TEXT SECTION -
* * * * * * *

Electrons caught in the act of tunnelling
We have to climb a mountain in order to conquer it. In quantum physics there is a different way: objects can reach the opposite side of a hill simply by tunnelling through it, instead of laboriously climbing over it. An international team of researchers working with Prof. Ferenc Krausz from the Max Planck Institute for Quantum Optics has now observed electrons in this tunnelling process.
This effect is responsible for the ionization of atoms under the influence of strong magnetic fields. The electrons overcome the attraction of the atomic nucleus by tunnelling through a potential wall. The scientists used ultra-short laser pulses to show discrete stages of ionization in this process, each of which lasts 100 attoseconds - a fraction of a billionth of a second. The results make a significant contribution to understanding how electrons move around in atoms and molecules.
In the same way as gravity brings a body to a halt on the floor of a valley, the nuclear force (which binds protons and neutrons to form the atomic nucleus) and the electrical force (which combines negatively charged electrons with the positively charged atomic nucleus to make an atom) hold these particles within a tiny space. This binding effect can also be depicted as a type of valley, which is also called a potential by physicists.
In the world of quantum particles, it is, to a certain extent, a normal event to tunnel through the wall surrounding the potential well. An international team of researchers working with Ferenc Krausz has now caught the electrons in the act of tunnelling through the binding potential of the atom nucleus under the influence of laser light. The physicists used the new tools provided by attosecond metrology. "For the first time, our findings confirmed in real time observation the theoretical predictions of quantum mechanics," says Ferenc Krausz, Director at the Max Planck Institute for Quantum Optics and head of the team of scientists.
The tunnelling effect can be explained by the wave behaviour of each particle. Macroscopic objects are extremely unlikely to tunnel, which is why the phenomenon has never been observed in them. In contrast, there is a significant probability that particles from the microcosmos will tunnel through areas where, according to the rules of traditional physics, they are not even supposed to be. The tunnelling effect is considered to be responsible for processes as varied as atomic nuclei decay and the switching process in electronic components. However, since it only lasts for an extremely short time, it has not yet been observed in real time.

* * * * * * *

LISTING -
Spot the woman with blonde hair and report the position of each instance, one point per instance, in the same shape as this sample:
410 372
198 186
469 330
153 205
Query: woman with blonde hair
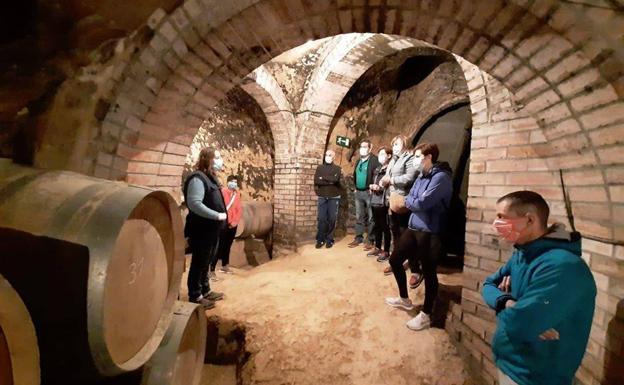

* * * * * * *

EXERCISE INSTRUCTIONS -
Reproduce the passage on electron tunnelling word for word from "Electrons caught in" to "this tunnelling process.".

FINISHED EXERCISE -
Electrons caught in the act of tunnelling
We have to climb a mountain in order to conquer it. In quantum physics there is a different way: objects can reach the opposite side of a hill simply by tunnelling through it, instead of laboriously climbing over it. An international team of researchers working with Prof. Ferenc Krausz from the Max Planck Institute for Quantum Optics has now observed electrons in this tunnelling process.